▶ _Available data_:
--- START ---

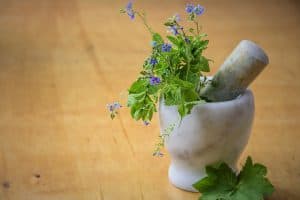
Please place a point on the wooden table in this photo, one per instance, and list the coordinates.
(62, 61)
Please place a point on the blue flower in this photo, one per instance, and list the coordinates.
(174, 30)
(198, 10)
(166, 47)
(177, 17)
(158, 154)
(154, 80)
(129, 10)
(146, 123)
(153, 43)
(153, 61)
(113, 109)
(114, 106)
(189, 8)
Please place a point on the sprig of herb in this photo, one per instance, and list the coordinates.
(173, 69)
(222, 183)
(162, 138)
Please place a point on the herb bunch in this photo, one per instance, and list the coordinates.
(173, 69)
(222, 183)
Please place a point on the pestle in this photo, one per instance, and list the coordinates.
(243, 65)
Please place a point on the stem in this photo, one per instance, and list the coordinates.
(143, 18)
(197, 25)
(184, 35)
(187, 71)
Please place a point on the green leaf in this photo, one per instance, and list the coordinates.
(157, 38)
(173, 39)
(222, 183)
(139, 86)
(204, 64)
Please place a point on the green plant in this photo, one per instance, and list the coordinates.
(173, 69)
(222, 183)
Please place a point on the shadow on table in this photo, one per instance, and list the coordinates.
(283, 194)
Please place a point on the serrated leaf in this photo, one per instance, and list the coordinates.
(222, 183)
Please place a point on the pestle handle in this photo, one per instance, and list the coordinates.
(243, 65)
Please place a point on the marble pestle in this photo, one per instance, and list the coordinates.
(237, 72)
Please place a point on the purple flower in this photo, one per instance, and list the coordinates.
(114, 106)
(166, 47)
(177, 17)
(113, 109)
(158, 154)
(129, 10)
(153, 43)
(146, 123)
(189, 8)
(153, 61)
(174, 30)
(154, 80)
(198, 10)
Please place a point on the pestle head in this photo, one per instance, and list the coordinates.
(238, 71)
(254, 50)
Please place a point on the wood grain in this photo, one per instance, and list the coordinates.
(62, 61)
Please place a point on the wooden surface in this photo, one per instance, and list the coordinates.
(61, 62)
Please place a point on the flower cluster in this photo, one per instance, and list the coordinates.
(113, 108)
(154, 80)
(191, 9)
(166, 47)
(172, 71)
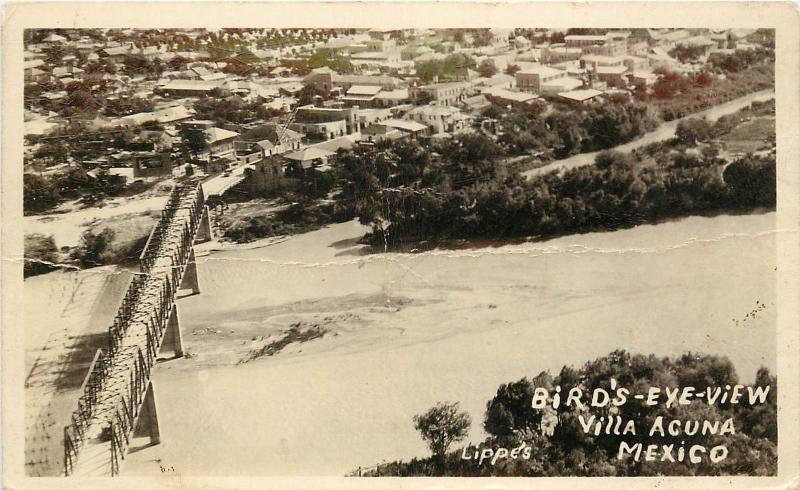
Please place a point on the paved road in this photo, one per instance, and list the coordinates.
(663, 132)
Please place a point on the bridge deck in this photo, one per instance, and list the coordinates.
(108, 412)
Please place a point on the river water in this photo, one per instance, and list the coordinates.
(404, 331)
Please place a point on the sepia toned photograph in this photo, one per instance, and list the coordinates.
(357, 252)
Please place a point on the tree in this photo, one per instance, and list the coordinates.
(511, 69)
(752, 181)
(441, 426)
(612, 158)
(690, 131)
(39, 194)
(93, 246)
(41, 255)
(487, 68)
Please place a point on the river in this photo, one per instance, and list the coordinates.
(664, 132)
(404, 331)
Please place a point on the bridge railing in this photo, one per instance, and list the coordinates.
(75, 431)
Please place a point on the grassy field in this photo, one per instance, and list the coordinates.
(751, 136)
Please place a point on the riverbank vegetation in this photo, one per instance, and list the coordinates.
(466, 192)
(558, 445)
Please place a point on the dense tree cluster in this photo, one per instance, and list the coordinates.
(41, 255)
(467, 191)
(561, 447)
(41, 193)
(567, 131)
(451, 67)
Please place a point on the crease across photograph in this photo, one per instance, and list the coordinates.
(405, 252)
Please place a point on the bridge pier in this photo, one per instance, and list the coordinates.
(204, 228)
(172, 336)
(147, 425)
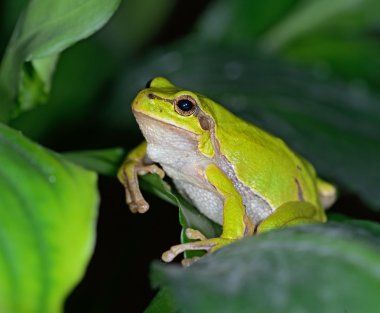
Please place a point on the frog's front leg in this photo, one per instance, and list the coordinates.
(291, 214)
(134, 165)
(236, 223)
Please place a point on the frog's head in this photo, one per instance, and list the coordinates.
(162, 108)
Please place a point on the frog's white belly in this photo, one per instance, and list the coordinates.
(176, 150)
(187, 167)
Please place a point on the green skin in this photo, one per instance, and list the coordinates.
(260, 162)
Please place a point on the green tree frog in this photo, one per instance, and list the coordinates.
(235, 173)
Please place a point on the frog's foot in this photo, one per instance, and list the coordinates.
(208, 245)
(128, 177)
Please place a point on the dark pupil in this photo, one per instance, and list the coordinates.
(185, 105)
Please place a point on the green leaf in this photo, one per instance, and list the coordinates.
(106, 161)
(44, 29)
(331, 123)
(48, 209)
(298, 269)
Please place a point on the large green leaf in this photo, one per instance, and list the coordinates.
(333, 124)
(44, 29)
(320, 268)
(47, 225)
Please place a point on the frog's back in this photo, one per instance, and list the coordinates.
(264, 163)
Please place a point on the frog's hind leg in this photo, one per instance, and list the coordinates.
(290, 214)
(235, 222)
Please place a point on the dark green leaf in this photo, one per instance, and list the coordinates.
(342, 18)
(241, 20)
(106, 161)
(48, 210)
(189, 216)
(163, 302)
(44, 29)
(304, 269)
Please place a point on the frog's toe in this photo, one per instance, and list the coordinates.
(169, 255)
(194, 234)
(207, 245)
(138, 206)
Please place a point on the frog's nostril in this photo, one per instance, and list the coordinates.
(147, 85)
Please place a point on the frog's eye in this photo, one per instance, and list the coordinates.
(185, 105)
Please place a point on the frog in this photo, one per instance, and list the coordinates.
(235, 173)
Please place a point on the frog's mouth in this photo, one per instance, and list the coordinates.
(161, 132)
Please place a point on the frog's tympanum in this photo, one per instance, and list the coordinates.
(235, 173)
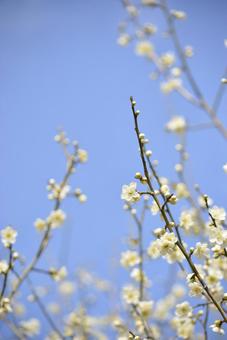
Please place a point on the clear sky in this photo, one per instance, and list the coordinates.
(60, 66)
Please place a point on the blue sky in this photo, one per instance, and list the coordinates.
(60, 66)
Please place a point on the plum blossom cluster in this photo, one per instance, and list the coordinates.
(196, 293)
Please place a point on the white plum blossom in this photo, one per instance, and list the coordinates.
(129, 258)
(177, 124)
(129, 193)
(8, 236)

--- END ---

▶ _Task brief_: Reproduce the listing exactly. The pictures are to be omitted.

▶ _Worked solution_:
Please place a point on the wooden table in this photo, one per instance, and list the coordinates.
(62, 61)
Please place a point on the blue flower in this photo, one per instance, and list the coordinates.
(174, 30)
(198, 10)
(166, 47)
(177, 17)
(158, 154)
(154, 80)
(129, 10)
(146, 123)
(153, 43)
(153, 61)
(113, 109)
(114, 106)
(189, 8)
Please place a point on the sprig of herb in this photo, one per instance, and list the coordinates.
(173, 69)
(222, 183)
(162, 138)
Please place a point on the herb bunch in this photo, one per instance, and list the coordinates.
(173, 69)
(222, 183)
Please place a point on the pestle in this photo, one per instance, and list the coordinates.
(243, 65)
Please place a point on the stem in this photo, one per instance, and list the coordinates.
(143, 18)
(197, 25)
(184, 35)
(187, 71)
Please place a point on the green leaf in this photo, one per instance, and list the coordinates.
(157, 38)
(173, 39)
(222, 183)
(139, 86)
(204, 64)
Please place a point on the green plant in this photo, one per instance, and list the coordinates.
(173, 69)
(222, 183)
Please place a point on the shadow on table in this photo, one per instance, and list the coordinates.
(283, 194)
Please place a point on the serrated leaf in this photo, one per instance, and list the coordinates.
(222, 183)
Please place a point on the pestle handle in this photo, one per instance, and list the coordinates.
(243, 65)
Please place a point on the marble pestle in this photo, one per instance, and list the coordinates.
(237, 72)
Please place a point on the purple flower in this photo, one per instance, and list the coordinates.
(114, 106)
(166, 47)
(177, 17)
(113, 109)
(158, 154)
(129, 10)
(153, 43)
(146, 123)
(189, 8)
(153, 61)
(174, 30)
(154, 80)
(198, 10)
Please place a point on the pestle head in this photo, one per instance, and list the coordinates.
(238, 71)
(254, 50)
Please place a point on the wood grain in this photo, one per instance, and list the coordinates.
(62, 61)
Please place a point on the wooden surface in this photo, one per instance, and list the coordinates.
(61, 62)
Please place a point on the flower cluster in this photo, one per instance, and list the coordinates.
(113, 108)
(154, 80)
(191, 9)
(166, 47)
(172, 71)
Please place a point on the paved road in this photo, one per instance, and list the coordinates.
(663, 132)
Please place a point on the bridge deck in this photo, one per instance, and list the coordinates.
(108, 412)
Please place a point on the river water in this photo, one per instance, and list the coordinates.
(404, 331)
Please place a point on the sepia toned photograph in this photo, one per instance, and list the coordinates.
(357, 252)
Please place a point on the tree in this photo, one per instance, and list the coordinates.
(511, 69)
(752, 181)
(441, 426)
(612, 158)
(690, 131)
(39, 194)
(93, 246)
(41, 255)
(487, 68)
Please place a point on the river in this photo, one per instance, and list the coordinates.
(664, 132)
(404, 331)
Please place a point on the bridge railing in this photo, one per instance, and list the coordinates.
(75, 431)
Please place a point on the grassy field in this photo, one per instance, and list the coordinates.
(751, 136)
Please place a point on the riverbank vegetation in this photo, one per instance, and list the coordinates.
(466, 192)
(558, 445)
Please place a point on the dense tree cluster in this photo, one per instance, and list the coordinates.
(41, 255)
(467, 191)
(561, 447)
(41, 193)
(567, 131)
(451, 67)
Please place a point on the crease across photograph in this photo, one per instance, and list the coordinates.
(405, 252)
Please place a point on the bridge pier in this photo, one per instance, and list the coordinates.
(204, 228)
(172, 336)
(147, 425)
Please place a point on the frog's front leg in this photo, one per instance, and list the coordinates.
(291, 214)
(134, 165)
(236, 223)
Please place a point on the frog's head in this photo, one per instance, and list the coordinates.
(162, 108)
Please place a point on the frog's white belly in this photo, one per instance, and list the coordinates.
(176, 150)
(187, 167)
Please place a point on the green skin in this photo, one per instance, and list the coordinates.
(260, 162)
Please place a point on the green tree frog in this photo, one per instance, and list the coordinates.
(235, 173)
Please place a point on the frog's foot in this photo, one per instance, and list the coordinates.
(208, 245)
(128, 177)
Please place a point on the dark pupil in this photo, one per instance, and list the coordinates.
(185, 105)
Please place a point on the green leaf in this photo, one per instance, and list the coordinates.
(106, 161)
(44, 29)
(331, 123)
(48, 209)
(298, 269)
Please place a point on the large green leaf in this photo, one per instance, and list the coordinates.
(333, 124)
(44, 29)
(320, 268)
(47, 225)
Please place a point on the frog's back in this photo, one per instance, and list the coordinates.
(264, 163)
Please place a point on the frog's hind leg in this photo, one per instance, and list the coordinates.
(290, 214)
(235, 222)
Please place a point on the dark green leaf in this photo, one per instance, and list the coordinates.
(342, 18)
(241, 20)
(106, 161)
(48, 210)
(189, 216)
(163, 302)
(44, 29)
(304, 269)
Please place a point on the frog's toe in this photo, one per instance, and list the coordinates.
(169, 255)
(194, 234)
(207, 245)
(138, 206)
Please place a point on the frog's nostril in this photo, one per instance, and list the coordinates.
(147, 85)
Please place a point on the frog's eye in this photo, one per instance, and list the coordinates.
(185, 105)
Please place a point on the frog in this photo, one per instance, and list the coordinates.
(235, 173)
Please place a point on the frog's mouth in this photo, one per instance, and list the coordinates.
(161, 132)
Please place a point on the frog's tympanum in this photo, one per instance, and list the coordinates.
(235, 173)
Please place a point on the clear sky in this photo, one per instance, and list the coordinates.
(60, 66)
Please place a point on the blue sky in this photo, one per instance, and list the coordinates.
(60, 66)
Please place a point on the plum blossom cluster in this photo, one per instance, and list the coordinates.
(196, 293)
Please place a point on the white plum blossom in this photo, one per instance, and list the coordinates.
(129, 258)
(177, 124)
(129, 193)
(8, 236)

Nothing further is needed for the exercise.